● What the exercise asks
Every line below between the line holding "stripe on leggings." and the line holding "the dirt path.", inclusive, should be repeated exactly, and all other lines omitted.

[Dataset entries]
************

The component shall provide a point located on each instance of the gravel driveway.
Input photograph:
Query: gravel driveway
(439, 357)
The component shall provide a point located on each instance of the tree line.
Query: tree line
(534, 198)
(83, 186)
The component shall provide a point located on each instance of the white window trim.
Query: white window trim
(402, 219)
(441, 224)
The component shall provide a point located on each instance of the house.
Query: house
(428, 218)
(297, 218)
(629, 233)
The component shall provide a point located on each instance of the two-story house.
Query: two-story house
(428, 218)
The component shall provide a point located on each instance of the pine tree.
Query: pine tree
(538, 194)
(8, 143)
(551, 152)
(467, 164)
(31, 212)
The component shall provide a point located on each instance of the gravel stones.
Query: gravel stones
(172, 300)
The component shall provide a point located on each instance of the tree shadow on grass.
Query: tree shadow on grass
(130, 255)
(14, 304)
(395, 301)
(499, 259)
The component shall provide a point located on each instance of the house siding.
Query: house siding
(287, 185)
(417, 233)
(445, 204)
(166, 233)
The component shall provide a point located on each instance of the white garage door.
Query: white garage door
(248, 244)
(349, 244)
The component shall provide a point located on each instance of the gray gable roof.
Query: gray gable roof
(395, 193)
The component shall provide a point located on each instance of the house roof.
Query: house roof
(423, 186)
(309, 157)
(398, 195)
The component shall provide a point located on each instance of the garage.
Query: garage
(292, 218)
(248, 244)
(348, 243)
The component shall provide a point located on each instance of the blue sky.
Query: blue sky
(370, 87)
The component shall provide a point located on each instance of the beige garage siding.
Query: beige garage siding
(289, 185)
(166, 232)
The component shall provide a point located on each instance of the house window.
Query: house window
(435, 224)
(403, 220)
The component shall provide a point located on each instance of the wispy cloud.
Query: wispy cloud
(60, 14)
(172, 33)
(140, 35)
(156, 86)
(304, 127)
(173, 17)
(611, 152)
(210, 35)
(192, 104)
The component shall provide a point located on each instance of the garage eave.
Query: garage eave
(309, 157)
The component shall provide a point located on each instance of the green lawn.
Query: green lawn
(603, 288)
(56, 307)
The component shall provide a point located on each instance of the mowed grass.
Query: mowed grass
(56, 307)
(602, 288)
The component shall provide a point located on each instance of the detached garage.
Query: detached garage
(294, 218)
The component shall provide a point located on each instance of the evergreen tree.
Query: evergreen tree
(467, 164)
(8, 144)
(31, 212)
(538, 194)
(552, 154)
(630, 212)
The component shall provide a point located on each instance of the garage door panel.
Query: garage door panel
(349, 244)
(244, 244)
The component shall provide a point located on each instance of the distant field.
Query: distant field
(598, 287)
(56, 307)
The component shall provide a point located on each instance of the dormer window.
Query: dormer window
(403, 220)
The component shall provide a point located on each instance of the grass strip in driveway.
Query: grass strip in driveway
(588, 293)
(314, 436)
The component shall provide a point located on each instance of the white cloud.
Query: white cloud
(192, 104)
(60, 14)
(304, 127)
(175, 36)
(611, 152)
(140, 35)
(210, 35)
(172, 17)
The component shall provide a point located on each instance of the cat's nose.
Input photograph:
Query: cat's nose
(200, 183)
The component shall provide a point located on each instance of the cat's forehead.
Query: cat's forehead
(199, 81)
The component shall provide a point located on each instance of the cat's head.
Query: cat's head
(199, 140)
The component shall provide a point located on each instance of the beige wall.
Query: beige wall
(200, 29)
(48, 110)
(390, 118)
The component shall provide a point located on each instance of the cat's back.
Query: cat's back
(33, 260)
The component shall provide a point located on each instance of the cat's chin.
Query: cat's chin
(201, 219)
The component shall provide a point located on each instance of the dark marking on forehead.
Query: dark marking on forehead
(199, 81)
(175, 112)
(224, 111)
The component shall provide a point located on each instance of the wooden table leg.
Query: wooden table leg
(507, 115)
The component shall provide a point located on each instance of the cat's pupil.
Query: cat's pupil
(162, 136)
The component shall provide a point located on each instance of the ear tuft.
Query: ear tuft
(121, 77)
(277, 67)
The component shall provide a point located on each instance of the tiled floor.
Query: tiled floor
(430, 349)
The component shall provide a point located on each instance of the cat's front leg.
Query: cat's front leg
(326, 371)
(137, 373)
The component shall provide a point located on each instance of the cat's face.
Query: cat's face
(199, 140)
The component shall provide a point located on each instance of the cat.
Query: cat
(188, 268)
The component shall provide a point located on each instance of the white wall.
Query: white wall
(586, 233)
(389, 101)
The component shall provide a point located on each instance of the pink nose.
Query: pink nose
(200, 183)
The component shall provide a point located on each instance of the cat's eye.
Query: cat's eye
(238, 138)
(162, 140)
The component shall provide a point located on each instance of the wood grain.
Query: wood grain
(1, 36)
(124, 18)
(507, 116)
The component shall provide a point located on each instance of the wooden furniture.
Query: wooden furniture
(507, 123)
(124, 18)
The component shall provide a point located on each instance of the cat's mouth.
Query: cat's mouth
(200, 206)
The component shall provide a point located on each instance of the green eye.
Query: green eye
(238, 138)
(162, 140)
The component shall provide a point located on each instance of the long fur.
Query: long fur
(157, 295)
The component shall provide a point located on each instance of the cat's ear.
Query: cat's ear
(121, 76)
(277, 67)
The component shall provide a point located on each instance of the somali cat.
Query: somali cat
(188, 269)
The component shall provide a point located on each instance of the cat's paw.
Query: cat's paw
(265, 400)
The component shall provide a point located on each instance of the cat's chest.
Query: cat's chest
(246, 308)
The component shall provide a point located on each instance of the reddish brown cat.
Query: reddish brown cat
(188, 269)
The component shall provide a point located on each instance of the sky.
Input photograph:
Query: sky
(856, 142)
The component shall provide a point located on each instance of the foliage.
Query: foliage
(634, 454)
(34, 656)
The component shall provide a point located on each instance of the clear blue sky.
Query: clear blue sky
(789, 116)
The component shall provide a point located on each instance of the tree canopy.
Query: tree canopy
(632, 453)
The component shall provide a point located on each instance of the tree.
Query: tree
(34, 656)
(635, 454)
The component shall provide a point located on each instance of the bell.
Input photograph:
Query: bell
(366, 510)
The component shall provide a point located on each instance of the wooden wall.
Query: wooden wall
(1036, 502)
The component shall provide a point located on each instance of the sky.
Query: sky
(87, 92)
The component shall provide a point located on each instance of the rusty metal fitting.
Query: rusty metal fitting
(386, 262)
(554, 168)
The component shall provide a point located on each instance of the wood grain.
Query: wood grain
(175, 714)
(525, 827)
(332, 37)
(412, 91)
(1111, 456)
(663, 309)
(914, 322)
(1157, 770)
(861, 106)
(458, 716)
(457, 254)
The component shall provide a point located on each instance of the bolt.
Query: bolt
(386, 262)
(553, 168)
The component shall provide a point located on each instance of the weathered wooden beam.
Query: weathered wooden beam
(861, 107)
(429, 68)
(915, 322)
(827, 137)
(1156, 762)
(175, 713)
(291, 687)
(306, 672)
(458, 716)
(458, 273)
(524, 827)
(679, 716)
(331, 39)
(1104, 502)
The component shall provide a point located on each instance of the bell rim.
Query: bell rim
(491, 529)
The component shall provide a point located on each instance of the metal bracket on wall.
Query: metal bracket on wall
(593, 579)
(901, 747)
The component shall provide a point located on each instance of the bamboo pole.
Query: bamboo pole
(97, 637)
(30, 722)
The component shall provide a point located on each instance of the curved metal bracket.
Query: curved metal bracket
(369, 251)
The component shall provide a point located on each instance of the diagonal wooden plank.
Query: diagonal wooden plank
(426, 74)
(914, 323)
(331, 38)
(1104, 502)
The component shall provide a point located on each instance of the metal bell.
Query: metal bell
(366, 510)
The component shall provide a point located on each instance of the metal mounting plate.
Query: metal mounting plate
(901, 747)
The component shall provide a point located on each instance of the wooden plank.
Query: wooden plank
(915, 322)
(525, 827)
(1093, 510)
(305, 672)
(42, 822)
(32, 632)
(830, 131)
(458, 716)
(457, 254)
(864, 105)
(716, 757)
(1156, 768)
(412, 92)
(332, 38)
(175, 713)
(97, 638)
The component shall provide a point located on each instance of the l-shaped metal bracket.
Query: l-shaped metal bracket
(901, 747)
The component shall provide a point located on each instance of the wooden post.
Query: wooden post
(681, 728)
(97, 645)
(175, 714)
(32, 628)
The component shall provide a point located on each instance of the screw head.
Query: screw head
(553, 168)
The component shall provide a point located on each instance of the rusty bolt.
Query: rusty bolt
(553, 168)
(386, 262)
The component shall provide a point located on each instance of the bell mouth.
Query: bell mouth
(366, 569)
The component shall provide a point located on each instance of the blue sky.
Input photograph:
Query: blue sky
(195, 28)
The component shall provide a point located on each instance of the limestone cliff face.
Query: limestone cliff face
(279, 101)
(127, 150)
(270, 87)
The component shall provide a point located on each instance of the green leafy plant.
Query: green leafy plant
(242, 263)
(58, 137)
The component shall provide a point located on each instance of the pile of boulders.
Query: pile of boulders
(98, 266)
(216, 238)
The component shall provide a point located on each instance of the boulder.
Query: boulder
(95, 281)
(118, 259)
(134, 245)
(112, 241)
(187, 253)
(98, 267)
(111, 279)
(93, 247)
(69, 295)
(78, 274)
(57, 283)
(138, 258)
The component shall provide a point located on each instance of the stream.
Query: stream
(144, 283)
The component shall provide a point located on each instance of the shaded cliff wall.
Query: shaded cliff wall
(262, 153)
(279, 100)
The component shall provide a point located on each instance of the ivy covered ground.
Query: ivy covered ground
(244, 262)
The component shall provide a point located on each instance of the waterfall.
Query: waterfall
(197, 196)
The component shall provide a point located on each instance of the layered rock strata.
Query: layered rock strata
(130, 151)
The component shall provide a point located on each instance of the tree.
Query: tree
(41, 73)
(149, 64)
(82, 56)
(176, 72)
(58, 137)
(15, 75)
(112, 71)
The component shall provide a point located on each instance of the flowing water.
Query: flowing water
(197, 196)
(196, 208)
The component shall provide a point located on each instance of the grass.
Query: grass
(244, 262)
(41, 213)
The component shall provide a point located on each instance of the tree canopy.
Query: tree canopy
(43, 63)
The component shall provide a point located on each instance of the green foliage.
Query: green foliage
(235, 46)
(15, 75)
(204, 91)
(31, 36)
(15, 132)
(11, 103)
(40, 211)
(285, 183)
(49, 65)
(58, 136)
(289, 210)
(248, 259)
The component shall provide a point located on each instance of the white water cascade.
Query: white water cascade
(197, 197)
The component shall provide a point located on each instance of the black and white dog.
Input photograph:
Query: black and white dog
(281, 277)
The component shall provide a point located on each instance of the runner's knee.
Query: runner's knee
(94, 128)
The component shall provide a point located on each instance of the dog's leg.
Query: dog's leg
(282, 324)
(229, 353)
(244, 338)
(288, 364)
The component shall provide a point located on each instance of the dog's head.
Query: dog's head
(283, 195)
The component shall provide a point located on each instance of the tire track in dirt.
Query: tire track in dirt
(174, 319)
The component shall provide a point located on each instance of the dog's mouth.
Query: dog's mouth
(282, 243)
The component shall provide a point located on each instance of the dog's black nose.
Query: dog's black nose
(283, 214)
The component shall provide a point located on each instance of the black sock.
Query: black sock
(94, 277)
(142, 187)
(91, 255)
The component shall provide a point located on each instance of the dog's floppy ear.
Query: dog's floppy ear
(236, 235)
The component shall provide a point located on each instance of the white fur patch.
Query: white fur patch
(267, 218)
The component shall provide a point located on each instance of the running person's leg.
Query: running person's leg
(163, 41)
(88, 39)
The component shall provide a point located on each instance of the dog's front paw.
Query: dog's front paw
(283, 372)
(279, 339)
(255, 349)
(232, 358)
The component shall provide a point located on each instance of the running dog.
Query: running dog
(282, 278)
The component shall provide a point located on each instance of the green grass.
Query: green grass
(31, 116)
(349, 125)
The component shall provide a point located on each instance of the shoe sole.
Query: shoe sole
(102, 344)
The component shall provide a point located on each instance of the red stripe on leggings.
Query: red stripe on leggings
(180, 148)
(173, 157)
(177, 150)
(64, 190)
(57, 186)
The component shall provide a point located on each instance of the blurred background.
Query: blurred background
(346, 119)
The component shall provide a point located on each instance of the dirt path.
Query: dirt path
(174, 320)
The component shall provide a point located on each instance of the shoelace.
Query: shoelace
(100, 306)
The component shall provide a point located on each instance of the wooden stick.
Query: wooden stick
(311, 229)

************

● Answer to the problem
The component shall provide a point located on each instance of the red stripe on leggings.
Query: red stripe on leggings
(180, 148)
(173, 157)
(177, 150)
(64, 190)
(57, 186)
The component shall provide a point located on each instance of the blurred background.
Query: blurred background
(346, 119)
The component shall provide a point located on each instance of the dirt path.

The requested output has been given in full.